## WRITTEN PROBLEM
Convert the material below into a JSON list of strings with one string per line, leaving out blank lines.

## AVAILABLE DATA
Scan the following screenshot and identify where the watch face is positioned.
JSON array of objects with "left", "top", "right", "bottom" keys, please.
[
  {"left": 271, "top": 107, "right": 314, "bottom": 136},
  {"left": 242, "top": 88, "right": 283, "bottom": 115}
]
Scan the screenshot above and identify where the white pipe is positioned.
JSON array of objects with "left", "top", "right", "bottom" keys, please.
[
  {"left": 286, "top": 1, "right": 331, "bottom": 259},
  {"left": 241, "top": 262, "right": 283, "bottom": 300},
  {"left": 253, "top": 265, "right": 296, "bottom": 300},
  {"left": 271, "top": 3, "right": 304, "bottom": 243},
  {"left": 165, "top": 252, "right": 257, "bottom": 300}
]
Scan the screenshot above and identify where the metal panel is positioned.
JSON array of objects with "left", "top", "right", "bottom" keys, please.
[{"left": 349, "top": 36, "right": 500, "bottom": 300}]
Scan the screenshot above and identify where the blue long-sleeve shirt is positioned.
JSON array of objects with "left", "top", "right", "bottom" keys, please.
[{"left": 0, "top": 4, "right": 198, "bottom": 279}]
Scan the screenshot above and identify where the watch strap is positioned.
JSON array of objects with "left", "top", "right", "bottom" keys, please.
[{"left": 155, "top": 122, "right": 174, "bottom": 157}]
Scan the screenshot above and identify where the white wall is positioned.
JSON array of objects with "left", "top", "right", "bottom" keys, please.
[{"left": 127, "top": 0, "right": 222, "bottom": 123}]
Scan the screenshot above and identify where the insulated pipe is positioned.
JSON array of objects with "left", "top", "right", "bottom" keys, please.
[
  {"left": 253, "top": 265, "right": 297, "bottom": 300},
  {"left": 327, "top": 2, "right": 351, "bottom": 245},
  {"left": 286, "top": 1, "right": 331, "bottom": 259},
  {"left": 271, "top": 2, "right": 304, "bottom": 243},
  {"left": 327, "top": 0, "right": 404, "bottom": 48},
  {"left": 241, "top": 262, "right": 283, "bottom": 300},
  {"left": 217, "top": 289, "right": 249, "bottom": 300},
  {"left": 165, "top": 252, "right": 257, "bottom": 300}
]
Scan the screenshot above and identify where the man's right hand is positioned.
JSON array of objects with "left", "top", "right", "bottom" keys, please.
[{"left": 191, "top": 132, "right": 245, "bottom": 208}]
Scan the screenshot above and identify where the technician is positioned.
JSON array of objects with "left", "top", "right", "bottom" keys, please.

## ANSWER BELOW
[
  "Scan the following screenshot and identify where the watch face is positioned.",
  "JSON array of objects with \"left\", \"top\", \"right\", \"bottom\" keys, please.",
  "[",
  "  {\"left\": 271, \"top\": 107, \"right\": 314, \"bottom\": 136},",
  "  {\"left\": 242, \"top\": 88, \"right\": 283, \"bottom\": 115}",
  "]",
  "Scan the screenshot above and identify where the white pipe is positioned.",
  "JSON array of objects with \"left\", \"top\", \"right\", \"bottom\" keys, please.",
  "[",
  "  {\"left\": 286, \"top\": 1, \"right\": 331, \"bottom\": 259},",
  "  {\"left\": 241, \"top\": 262, \"right\": 283, \"bottom\": 300},",
  "  {\"left\": 253, \"top\": 265, \"right\": 296, \"bottom\": 300},",
  "  {\"left\": 271, \"top\": 3, \"right\": 304, \"bottom\": 243},",
  "  {\"left\": 165, \"top\": 252, \"right\": 257, \"bottom\": 300}",
  "]",
  "Scan the screenshot above and identify where the metal panel is positioned.",
  "JSON array of objects with \"left\", \"top\", \"right\", \"bottom\" keys, please.",
  "[{\"left\": 349, \"top\": 36, \"right\": 500, \"bottom\": 300}]",
  "Scan the screenshot above and identify where the blue long-sleeve shirt is positioned.",
  "JSON array of objects with \"left\", \"top\", \"right\", \"bottom\" keys, please.",
  "[{\"left\": 0, \"top\": 4, \"right\": 198, \"bottom\": 279}]",
  "Scan the screenshot above and identify where the watch strap is positioned.",
  "JSON array of objects with \"left\", \"top\", \"right\", \"bottom\" keys, please.",
  "[{\"left\": 155, \"top\": 122, \"right\": 174, \"bottom\": 157}]",
  "Scan the screenshot above and identify where the white wall is positioned.",
  "JSON array of objects with \"left\", \"top\", \"right\", \"bottom\" keys, please.",
  "[{\"left\": 127, \"top\": 0, \"right\": 222, \"bottom\": 123}]",
  "Scan the screenshot above and identify where the insulated pipe is positioned.",
  "JSON array of objects with \"left\", \"top\", \"right\", \"bottom\" keys, please.",
  "[",
  "  {\"left\": 253, \"top\": 265, \"right\": 297, \"bottom\": 300},",
  "  {\"left\": 327, \"top\": 2, \"right\": 351, \"bottom\": 245},",
  "  {\"left\": 286, \"top\": 1, \"right\": 331, \"bottom\": 259},",
  "  {\"left\": 271, \"top\": 2, \"right\": 304, \"bottom\": 243},",
  "  {\"left\": 327, \"top\": 0, \"right\": 404, \"bottom\": 48},",
  "  {\"left\": 241, \"top\": 262, \"right\": 283, \"bottom\": 300},",
  "  {\"left\": 217, \"top\": 289, \"right\": 249, \"bottom\": 300},",
  "  {\"left\": 165, \"top\": 252, \"right\": 257, \"bottom\": 300}",
  "]",
  "Scan the screenshot above and identify where the man's right hand is positioned.",
  "JSON array of objects with \"left\", \"top\", \"right\", \"bottom\" keys, please.",
  "[{\"left\": 191, \"top\": 132, \"right\": 245, \"bottom\": 208}]",
  "Scan the screenshot above and identify where the technician is positioned.",
  "JSON array of objects with \"left\", \"top\", \"right\", \"bottom\" keys, please."
]